▸ Stated problem
Render only the lines below from the one containing "Indicate the white truck" through the one containing "pixel 232 110", both included, as a JSON list of strings with one string per line and any blank lines omitted.

▸ Given records
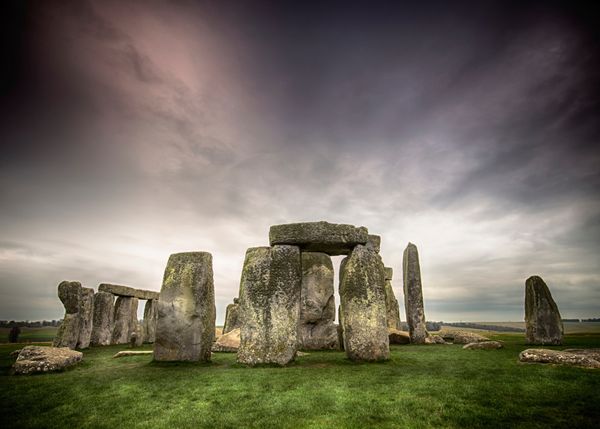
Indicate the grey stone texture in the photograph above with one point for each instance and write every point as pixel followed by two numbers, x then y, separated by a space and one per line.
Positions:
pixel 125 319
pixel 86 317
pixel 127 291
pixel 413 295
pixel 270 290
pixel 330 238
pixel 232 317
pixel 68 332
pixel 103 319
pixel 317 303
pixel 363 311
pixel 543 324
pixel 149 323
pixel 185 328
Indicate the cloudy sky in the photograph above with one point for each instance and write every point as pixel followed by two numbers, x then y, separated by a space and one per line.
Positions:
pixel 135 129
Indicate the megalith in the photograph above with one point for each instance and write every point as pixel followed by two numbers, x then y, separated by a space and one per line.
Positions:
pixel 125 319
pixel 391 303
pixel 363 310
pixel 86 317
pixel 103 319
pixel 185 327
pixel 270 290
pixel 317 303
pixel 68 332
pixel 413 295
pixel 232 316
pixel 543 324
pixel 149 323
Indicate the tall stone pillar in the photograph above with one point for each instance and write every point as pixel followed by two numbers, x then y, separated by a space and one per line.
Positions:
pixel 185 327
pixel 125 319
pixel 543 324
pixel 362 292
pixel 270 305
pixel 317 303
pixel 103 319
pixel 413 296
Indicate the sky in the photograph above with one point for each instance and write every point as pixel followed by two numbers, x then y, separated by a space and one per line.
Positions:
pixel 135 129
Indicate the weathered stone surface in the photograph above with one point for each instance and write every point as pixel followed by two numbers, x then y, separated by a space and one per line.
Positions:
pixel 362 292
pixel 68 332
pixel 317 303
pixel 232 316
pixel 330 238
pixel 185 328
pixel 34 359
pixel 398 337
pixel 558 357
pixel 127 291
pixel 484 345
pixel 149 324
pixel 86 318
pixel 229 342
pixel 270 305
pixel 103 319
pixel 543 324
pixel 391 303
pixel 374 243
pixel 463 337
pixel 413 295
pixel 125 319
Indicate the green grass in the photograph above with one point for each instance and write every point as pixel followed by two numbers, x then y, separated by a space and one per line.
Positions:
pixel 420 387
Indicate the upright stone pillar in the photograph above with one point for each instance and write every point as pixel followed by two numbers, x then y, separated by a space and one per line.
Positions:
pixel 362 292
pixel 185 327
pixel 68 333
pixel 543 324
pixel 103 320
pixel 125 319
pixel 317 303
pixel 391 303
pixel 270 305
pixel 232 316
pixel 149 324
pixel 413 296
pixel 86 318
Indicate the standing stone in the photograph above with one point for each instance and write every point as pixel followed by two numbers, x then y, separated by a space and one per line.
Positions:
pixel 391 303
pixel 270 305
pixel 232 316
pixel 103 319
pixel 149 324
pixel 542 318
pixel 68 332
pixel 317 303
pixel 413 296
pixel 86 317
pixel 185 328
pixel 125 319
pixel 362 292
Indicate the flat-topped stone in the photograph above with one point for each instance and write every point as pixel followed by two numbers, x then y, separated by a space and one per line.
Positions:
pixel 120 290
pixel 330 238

--

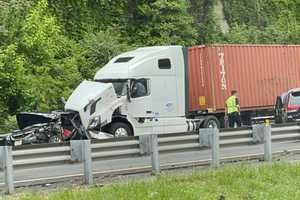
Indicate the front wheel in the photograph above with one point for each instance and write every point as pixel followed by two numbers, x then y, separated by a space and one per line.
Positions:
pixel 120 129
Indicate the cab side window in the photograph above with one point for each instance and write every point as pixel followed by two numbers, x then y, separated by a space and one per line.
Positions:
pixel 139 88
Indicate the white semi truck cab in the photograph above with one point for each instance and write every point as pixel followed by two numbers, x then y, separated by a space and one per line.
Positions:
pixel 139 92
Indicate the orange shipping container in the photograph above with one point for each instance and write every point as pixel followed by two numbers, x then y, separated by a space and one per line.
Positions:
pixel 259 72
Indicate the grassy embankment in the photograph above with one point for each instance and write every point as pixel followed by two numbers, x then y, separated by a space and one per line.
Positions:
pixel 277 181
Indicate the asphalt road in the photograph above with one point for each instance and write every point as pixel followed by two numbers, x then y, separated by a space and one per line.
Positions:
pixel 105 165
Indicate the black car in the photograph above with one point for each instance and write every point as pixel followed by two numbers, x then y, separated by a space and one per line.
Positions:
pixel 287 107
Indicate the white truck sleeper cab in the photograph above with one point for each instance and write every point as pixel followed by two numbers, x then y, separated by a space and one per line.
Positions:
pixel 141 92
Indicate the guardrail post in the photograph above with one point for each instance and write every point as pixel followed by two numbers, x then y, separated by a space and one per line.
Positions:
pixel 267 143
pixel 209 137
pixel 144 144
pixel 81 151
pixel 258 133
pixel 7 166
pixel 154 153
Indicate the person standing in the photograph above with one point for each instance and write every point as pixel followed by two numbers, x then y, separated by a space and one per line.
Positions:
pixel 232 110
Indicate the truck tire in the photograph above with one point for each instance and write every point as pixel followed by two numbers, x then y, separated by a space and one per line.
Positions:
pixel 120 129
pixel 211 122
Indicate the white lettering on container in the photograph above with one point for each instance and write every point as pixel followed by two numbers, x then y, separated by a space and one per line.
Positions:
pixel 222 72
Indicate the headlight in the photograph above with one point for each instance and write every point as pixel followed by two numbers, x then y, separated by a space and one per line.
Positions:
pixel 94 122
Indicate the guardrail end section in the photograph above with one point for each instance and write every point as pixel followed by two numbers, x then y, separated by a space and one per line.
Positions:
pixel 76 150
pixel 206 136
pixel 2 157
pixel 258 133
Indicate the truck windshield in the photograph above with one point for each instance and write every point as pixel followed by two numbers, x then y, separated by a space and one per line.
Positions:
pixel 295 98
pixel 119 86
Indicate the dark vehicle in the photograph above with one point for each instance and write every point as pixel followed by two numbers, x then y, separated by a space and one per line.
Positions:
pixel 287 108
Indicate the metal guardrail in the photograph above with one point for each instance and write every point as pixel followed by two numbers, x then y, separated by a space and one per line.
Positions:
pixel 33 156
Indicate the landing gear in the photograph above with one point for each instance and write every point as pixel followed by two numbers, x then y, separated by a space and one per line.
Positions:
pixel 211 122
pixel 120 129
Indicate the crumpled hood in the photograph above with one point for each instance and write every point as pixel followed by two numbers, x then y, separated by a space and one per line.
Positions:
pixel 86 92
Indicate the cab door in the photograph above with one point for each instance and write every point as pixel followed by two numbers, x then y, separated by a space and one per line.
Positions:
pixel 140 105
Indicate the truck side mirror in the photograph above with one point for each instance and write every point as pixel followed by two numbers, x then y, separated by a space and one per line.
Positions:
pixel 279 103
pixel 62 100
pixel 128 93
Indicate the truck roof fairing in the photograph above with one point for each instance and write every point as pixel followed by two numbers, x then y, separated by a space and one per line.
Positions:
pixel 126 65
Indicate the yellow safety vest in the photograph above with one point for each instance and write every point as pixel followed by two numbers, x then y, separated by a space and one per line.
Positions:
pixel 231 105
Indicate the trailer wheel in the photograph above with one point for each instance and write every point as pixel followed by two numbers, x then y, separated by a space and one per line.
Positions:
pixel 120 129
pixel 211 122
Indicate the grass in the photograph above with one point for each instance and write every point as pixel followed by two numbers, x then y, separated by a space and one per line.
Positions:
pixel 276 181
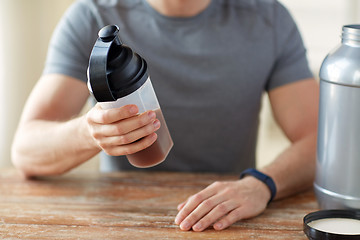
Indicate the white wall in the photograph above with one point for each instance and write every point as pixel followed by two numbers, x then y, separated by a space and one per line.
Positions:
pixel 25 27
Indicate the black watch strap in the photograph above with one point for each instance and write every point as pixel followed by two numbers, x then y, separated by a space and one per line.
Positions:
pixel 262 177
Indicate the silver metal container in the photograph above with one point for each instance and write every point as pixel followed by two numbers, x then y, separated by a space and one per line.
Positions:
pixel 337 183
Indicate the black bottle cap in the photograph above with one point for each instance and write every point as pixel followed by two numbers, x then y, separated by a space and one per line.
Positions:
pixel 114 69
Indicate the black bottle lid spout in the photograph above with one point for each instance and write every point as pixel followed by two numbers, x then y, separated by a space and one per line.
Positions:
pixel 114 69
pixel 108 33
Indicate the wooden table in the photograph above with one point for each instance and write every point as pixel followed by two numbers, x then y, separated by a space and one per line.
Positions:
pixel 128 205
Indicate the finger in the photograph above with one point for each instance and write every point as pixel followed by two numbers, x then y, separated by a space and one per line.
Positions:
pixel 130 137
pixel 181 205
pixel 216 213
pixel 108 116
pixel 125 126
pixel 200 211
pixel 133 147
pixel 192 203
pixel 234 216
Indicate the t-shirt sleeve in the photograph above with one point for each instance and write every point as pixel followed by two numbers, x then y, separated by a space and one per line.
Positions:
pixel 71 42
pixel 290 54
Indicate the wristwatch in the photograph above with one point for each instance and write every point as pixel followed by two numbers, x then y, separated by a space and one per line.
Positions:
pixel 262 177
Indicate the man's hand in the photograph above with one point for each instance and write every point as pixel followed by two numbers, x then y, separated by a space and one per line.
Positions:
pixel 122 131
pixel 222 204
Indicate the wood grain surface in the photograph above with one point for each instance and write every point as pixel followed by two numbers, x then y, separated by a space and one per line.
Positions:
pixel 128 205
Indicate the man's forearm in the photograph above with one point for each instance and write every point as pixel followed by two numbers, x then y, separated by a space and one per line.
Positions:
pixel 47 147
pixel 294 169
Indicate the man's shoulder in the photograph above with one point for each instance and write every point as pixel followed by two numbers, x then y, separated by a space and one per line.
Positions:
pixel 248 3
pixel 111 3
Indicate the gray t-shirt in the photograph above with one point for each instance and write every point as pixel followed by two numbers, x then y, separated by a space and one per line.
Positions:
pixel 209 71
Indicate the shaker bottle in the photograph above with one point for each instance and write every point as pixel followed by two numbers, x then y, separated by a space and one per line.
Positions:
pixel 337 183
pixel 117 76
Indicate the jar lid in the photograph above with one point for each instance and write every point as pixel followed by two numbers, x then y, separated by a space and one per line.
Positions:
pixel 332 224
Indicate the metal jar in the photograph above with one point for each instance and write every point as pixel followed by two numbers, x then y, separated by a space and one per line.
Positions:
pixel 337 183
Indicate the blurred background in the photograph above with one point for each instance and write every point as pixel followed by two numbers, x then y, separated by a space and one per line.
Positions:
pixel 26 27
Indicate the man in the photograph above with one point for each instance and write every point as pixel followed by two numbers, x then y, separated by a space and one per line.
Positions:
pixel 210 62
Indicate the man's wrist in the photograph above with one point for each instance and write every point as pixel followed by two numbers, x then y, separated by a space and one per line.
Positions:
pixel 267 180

▸ Written response
[
  "Indicate the white truck sleeper cab in the photograph above with one point for each instance and write every point as pixel followed by two numbers, x then y, separated by a space and one per line.",
  "Positions:",
  "pixel 141 92",
  "Indicate the guardrail post in the photograph above with one point for each instance and write every point as pixel followed by two numbers, x then y, separated by a space and one per line.",
  "Positions:",
  "pixel 267 143",
  "pixel 209 137",
  "pixel 144 144",
  "pixel 81 151",
  "pixel 258 133",
  "pixel 7 166",
  "pixel 154 153",
  "Indicate the person standing in the photograph above with one point for each instance and write every point as pixel followed by two numbers, x then y, separated by a space and one per line.",
  "Positions:",
  "pixel 232 110"
]